───── ROWS ─────

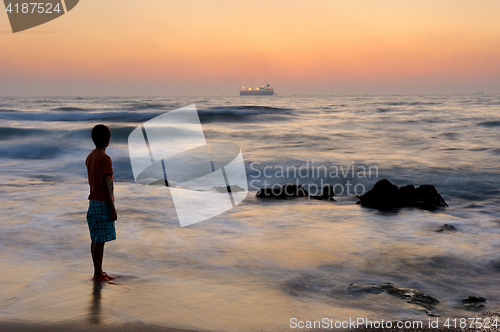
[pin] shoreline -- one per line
(80, 326)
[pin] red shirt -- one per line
(98, 162)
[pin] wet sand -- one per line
(20, 326)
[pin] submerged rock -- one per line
(161, 182)
(409, 295)
(447, 227)
(385, 195)
(327, 194)
(473, 302)
(229, 189)
(284, 192)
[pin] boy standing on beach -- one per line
(101, 215)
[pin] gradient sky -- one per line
(204, 47)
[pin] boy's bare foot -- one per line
(103, 278)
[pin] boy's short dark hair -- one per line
(101, 135)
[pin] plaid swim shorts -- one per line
(100, 227)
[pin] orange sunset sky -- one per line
(204, 47)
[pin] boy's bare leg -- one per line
(97, 251)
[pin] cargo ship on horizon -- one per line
(265, 90)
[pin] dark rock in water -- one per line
(409, 295)
(473, 302)
(447, 227)
(229, 189)
(161, 182)
(327, 194)
(385, 195)
(288, 190)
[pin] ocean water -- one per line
(266, 261)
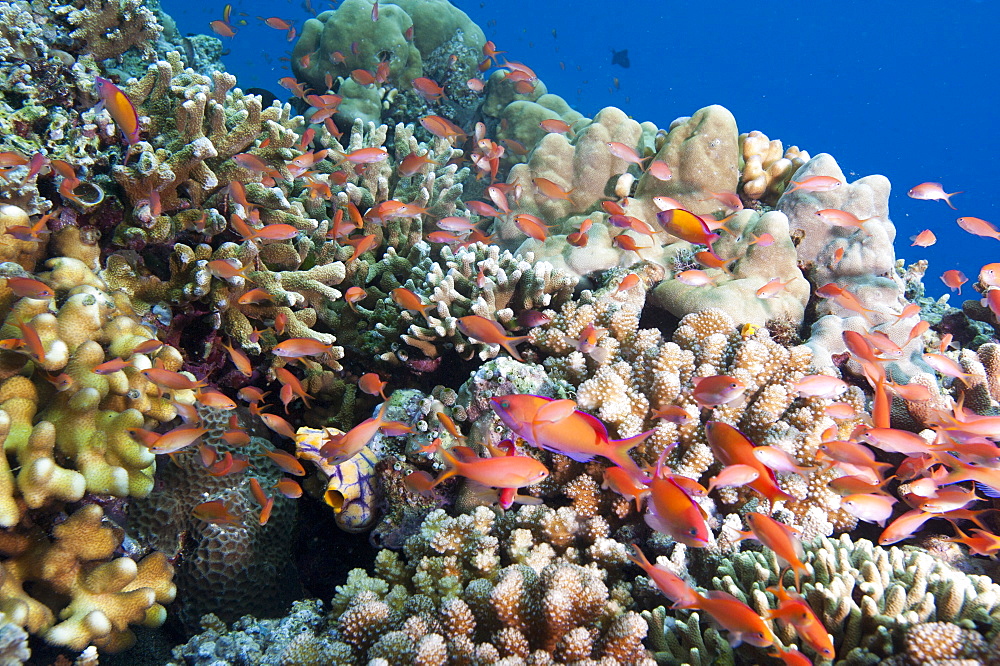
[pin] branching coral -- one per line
(871, 599)
(228, 570)
(105, 594)
(767, 167)
(196, 125)
(109, 28)
(550, 594)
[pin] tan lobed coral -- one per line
(639, 372)
(405, 35)
(751, 267)
(109, 28)
(767, 167)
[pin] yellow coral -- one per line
(105, 594)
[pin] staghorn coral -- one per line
(551, 594)
(640, 372)
(196, 124)
(870, 599)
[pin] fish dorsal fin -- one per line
(555, 411)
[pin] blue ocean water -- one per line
(907, 90)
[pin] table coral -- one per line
(228, 570)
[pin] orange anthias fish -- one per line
(742, 622)
(299, 347)
(716, 390)
(931, 192)
(344, 447)
(502, 472)
(121, 109)
(978, 227)
(781, 539)
(574, 434)
(731, 447)
(491, 332)
(621, 482)
(669, 583)
(30, 288)
(794, 610)
(686, 226)
(671, 511)
(954, 279)
(176, 439)
(925, 238)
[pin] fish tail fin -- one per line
(510, 344)
(620, 455)
(451, 461)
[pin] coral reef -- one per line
(302, 301)
(877, 603)
(549, 594)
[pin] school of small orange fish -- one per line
(943, 476)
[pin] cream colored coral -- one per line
(766, 167)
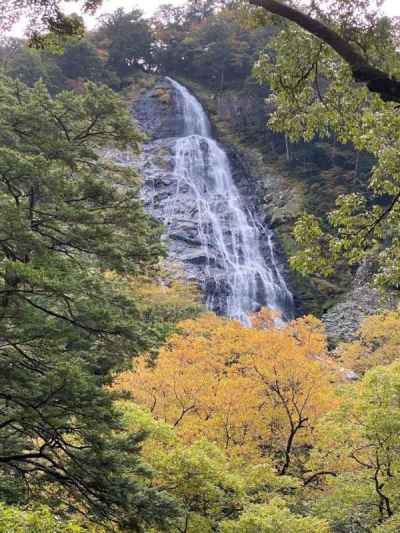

─────

• TASK DETAILS: Update all of the records by replacing "one per line" with "one point per line" and leaving every other part unchanged. Leave the pictures out of your answer.

• RESULT OF THE EXERCISE:
[pin] shoreline -- one point per line
(80, 326)
[pin] red shirt -- one point per line
(98, 162)
[pin] wet sand -- one point per line
(20, 326)
[pin] submerged rock -- one point per line
(161, 182)
(409, 295)
(447, 227)
(385, 195)
(327, 194)
(473, 302)
(229, 189)
(284, 192)
[pin] boy standing on beach -- one point per line
(101, 215)
[pin] gradient sky -- one point per line
(204, 47)
[pin] boy's bare foot -- one point per line
(103, 278)
[pin] boy's short dark hair -- one point per line
(101, 135)
[pin] plaid swim shorts -- one point per line
(100, 227)
[pin] orange sunset sky -- one point per line
(204, 47)
[pin] boy's bare leg -- one point per line
(97, 251)
[pin] cargo ship on horizon -- one point per line
(265, 90)
[pin] dark rock in water -- one point per line
(409, 295)
(473, 302)
(447, 227)
(229, 189)
(161, 182)
(327, 194)
(385, 195)
(288, 190)
[pin] ocean water -- one point per line
(266, 261)
[pin] branching coral -- one point per line
(871, 599)
(228, 570)
(105, 594)
(767, 167)
(196, 125)
(109, 28)
(550, 594)
[pin] tan lobed coral -- one point per line
(639, 372)
(405, 35)
(751, 267)
(109, 28)
(767, 167)
[pin] yellow coral -- one point per line
(105, 594)
[pin] staghorn coral -- one point per line
(551, 594)
(640, 372)
(196, 124)
(870, 599)
[pin] fish dorsal fin -- one point per line
(555, 411)
[pin] blue ocean water -- one point per line
(907, 90)
[pin] table coral -- one point per line
(228, 570)
[pin] orange anthias fish -- one point per line
(742, 622)
(299, 347)
(716, 390)
(931, 192)
(344, 447)
(502, 472)
(121, 109)
(978, 227)
(781, 539)
(574, 434)
(731, 447)
(491, 332)
(621, 482)
(669, 583)
(30, 288)
(794, 610)
(686, 226)
(671, 511)
(954, 279)
(176, 439)
(925, 238)
[pin] fish tail fin -- one point per line
(510, 344)
(620, 455)
(451, 461)
[pin] coral reef -- one point per line
(302, 301)
(877, 603)
(549, 594)
[pin] school of small orange fish -- one point per line
(943, 476)
[pin] cream colored coral -- one point per line
(766, 167)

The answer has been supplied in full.